(Saved entries)
# # # # # # #
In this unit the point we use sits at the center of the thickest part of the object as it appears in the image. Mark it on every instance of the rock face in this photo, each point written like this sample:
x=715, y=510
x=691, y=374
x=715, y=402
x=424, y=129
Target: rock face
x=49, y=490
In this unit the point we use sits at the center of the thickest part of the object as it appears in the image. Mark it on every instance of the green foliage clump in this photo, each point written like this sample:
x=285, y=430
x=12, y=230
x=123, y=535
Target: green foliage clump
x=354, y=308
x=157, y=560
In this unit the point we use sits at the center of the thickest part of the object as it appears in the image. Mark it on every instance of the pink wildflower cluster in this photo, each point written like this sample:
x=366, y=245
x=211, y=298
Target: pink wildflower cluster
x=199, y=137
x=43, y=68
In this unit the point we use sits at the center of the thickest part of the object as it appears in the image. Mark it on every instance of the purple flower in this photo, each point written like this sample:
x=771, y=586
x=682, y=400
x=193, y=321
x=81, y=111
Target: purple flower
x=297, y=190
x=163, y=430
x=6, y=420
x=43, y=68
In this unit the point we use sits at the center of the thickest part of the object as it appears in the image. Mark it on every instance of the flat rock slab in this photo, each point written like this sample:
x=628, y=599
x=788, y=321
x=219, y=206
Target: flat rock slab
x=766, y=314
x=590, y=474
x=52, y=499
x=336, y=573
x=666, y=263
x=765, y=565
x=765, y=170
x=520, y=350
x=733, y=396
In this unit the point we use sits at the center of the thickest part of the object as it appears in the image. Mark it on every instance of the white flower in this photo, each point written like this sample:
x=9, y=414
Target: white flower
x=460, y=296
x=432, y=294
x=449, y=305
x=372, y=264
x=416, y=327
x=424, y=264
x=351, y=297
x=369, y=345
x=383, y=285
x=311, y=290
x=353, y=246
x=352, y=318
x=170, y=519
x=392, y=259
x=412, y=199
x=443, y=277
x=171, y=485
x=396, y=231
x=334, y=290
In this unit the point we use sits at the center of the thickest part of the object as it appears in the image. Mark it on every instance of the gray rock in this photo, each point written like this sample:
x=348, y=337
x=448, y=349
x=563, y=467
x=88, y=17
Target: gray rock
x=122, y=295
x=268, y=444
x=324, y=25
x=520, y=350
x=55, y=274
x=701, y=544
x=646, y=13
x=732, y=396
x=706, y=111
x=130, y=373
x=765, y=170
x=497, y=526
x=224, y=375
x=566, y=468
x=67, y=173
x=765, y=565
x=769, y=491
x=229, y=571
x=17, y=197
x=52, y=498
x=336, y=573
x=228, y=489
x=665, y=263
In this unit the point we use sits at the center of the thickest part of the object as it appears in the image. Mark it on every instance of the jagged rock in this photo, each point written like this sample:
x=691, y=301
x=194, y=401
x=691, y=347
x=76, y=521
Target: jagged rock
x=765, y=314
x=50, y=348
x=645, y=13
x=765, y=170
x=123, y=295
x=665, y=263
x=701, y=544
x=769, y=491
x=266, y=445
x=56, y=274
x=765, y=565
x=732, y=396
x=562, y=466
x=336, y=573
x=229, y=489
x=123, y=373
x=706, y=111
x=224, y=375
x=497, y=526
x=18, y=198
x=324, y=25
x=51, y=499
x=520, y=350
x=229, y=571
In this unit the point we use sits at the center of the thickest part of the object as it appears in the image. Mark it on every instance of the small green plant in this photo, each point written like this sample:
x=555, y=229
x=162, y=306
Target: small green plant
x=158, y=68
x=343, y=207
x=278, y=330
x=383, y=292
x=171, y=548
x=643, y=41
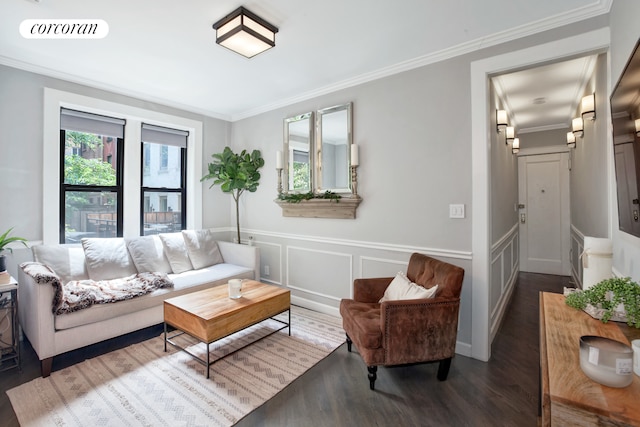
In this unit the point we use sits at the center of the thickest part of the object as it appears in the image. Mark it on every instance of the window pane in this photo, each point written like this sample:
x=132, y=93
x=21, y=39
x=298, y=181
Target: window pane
x=164, y=166
x=89, y=159
x=89, y=214
x=162, y=213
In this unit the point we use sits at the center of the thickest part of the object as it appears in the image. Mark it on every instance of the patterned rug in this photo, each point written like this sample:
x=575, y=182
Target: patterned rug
x=143, y=385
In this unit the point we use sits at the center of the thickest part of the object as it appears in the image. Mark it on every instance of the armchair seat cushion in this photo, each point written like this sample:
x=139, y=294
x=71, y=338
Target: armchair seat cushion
x=362, y=320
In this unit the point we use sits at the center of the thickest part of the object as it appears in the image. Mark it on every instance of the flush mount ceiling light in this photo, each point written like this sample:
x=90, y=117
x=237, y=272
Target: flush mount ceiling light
x=501, y=120
x=245, y=33
x=577, y=126
x=589, y=107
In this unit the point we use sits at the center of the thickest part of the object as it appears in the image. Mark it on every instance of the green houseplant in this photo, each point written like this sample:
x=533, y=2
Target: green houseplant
x=606, y=296
x=235, y=173
x=5, y=240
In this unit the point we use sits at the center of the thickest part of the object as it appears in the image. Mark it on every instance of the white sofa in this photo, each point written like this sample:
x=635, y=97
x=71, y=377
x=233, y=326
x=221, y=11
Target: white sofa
x=191, y=259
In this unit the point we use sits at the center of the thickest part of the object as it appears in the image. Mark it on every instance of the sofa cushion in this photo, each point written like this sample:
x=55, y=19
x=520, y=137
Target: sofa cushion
x=362, y=320
x=148, y=254
x=403, y=288
x=202, y=247
x=176, y=252
x=66, y=260
x=187, y=282
x=107, y=258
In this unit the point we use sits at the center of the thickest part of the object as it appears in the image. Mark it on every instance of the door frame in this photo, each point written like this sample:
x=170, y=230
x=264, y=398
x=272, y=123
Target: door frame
x=586, y=43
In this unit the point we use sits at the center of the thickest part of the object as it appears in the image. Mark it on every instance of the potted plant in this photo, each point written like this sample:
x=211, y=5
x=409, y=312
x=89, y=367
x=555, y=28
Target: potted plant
x=235, y=173
x=6, y=240
x=616, y=298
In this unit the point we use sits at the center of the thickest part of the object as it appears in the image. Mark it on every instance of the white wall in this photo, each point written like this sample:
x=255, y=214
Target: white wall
x=624, y=35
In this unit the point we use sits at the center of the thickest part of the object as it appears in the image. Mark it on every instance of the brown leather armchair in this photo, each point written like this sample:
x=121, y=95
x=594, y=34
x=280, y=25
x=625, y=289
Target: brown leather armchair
x=405, y=331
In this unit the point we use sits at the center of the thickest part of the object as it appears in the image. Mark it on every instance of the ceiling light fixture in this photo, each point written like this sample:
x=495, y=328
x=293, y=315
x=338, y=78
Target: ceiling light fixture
x=577, y=126
x=501, y=120
x=589, y=107
x=510, y=133
x=245, y=33
x=515, y=148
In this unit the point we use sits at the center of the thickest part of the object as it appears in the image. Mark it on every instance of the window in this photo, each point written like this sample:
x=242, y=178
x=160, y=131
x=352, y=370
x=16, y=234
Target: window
x=90, y=176
x=163, y=192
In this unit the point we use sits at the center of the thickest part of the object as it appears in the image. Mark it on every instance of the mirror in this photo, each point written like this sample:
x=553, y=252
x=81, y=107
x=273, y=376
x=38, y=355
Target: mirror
x=334, y=142
x=298, y=160
x=625, y=113
x=318, y=161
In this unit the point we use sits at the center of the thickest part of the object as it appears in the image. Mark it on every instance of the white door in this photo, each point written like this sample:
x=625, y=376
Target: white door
x=543, y=187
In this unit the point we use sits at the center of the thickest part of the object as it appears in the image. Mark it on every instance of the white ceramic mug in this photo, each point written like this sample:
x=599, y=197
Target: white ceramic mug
x=635, y=344
x=235, y=288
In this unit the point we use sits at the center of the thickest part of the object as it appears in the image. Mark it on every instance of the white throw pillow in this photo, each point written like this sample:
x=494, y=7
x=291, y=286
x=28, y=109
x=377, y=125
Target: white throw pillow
x=202, y=247
x=402, y=288
x=148, y=254
x=176, y=252
x=66, y=260
x=107, y=258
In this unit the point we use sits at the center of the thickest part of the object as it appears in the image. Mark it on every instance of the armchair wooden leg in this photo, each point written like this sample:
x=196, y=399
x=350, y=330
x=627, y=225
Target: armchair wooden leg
x=372, y=375
x=443, y=369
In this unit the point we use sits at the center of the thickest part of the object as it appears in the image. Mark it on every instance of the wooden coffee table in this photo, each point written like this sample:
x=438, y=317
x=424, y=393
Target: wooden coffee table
x=210, y=314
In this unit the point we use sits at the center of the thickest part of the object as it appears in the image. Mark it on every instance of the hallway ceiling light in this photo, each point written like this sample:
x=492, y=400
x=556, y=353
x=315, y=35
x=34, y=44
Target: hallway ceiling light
x=501, y=120
x=515, y=148
x=245, y=33
x=510, y=134
x=577, y=126
x=589, y=107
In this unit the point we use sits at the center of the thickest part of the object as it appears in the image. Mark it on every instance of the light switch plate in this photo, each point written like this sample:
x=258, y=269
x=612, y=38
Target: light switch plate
x=456, y=211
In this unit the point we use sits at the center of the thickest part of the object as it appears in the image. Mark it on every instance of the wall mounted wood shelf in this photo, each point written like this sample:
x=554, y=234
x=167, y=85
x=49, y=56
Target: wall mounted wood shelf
x=345, y=208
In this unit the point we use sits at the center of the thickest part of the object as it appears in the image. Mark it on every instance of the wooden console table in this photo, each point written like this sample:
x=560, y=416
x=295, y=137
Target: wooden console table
x=568, y=396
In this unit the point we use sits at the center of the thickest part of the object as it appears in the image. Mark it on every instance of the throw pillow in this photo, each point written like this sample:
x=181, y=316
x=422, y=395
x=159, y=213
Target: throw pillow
x=403, y=288
x=66, y=260
x=202, y=247
x=176, y=252
x=107, y=258
x=148, y=254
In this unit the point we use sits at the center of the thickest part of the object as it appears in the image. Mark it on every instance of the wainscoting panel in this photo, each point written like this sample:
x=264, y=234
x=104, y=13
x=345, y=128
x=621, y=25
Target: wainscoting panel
x=577, y=246
x=504, y=272
x=323, y=273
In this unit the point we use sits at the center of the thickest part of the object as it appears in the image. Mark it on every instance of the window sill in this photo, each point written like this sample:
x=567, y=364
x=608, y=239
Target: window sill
x=345, y=208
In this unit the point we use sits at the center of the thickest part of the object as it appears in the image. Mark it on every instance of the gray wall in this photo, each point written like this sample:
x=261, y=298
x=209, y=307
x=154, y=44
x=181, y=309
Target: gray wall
x=624, y=35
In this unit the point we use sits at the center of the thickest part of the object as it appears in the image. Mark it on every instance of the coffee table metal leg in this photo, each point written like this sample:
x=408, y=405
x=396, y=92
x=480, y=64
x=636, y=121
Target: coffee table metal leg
x=208, y=365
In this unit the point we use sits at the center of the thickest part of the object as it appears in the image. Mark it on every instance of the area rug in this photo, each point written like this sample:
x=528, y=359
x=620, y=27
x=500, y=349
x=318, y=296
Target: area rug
x=141, y=385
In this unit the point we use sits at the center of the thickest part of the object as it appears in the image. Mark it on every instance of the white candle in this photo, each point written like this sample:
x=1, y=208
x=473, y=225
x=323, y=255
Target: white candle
x=354, y=155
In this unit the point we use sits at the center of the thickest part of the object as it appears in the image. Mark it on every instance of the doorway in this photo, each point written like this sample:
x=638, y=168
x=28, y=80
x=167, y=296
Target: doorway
x=544, y=218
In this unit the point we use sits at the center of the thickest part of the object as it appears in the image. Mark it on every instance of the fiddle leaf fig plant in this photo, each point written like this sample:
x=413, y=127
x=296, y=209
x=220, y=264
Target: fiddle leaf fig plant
x=608, y=295
x=235, y=173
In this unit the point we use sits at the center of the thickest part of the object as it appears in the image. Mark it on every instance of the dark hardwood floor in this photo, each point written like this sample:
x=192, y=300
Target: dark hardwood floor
x=335, y=392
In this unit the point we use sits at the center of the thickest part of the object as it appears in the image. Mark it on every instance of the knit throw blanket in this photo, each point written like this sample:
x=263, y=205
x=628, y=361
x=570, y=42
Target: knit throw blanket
x=78, y=294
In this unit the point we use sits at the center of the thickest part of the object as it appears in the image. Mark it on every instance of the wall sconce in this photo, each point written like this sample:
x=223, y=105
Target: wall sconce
x=515, y=147
x=501, y=120
x=510, y=134
x=589, y=107
x=245, y=33
x=577, y=126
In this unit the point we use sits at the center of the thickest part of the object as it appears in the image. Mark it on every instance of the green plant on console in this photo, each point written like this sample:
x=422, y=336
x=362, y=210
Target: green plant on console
x=235, y=173
x=298, y=197
x=607, y=295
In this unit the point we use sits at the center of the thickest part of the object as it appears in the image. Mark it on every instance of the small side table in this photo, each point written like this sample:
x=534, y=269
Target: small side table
x=9, y=352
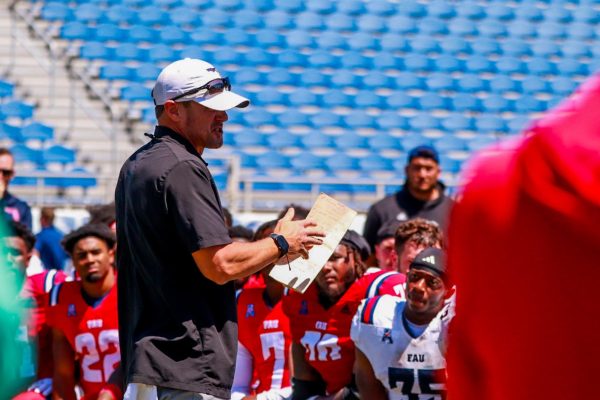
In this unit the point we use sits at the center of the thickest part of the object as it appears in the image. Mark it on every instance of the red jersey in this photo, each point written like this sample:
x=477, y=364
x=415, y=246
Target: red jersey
x=265, y=332
x=92, y=332
x=528, y=221
x=325, y=333
x=35, y=291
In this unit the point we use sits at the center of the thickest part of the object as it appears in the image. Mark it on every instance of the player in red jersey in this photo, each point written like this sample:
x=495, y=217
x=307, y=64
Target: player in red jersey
x=264, y=338
x=322, y=351
x=83, y=316
x=34, y=369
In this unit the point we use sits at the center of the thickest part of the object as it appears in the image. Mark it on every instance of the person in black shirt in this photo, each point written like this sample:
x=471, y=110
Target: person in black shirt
# # # # # # #
*Assignment*
In the records, find every line that has the string "person" and copy it.

*Reply*
In this unit the point we use sits at the center of the thickest part of the object as it appears in the image. Mark it on every instance of the person in black shirt in this photo, each point written like this sample:
Target: person in black shirt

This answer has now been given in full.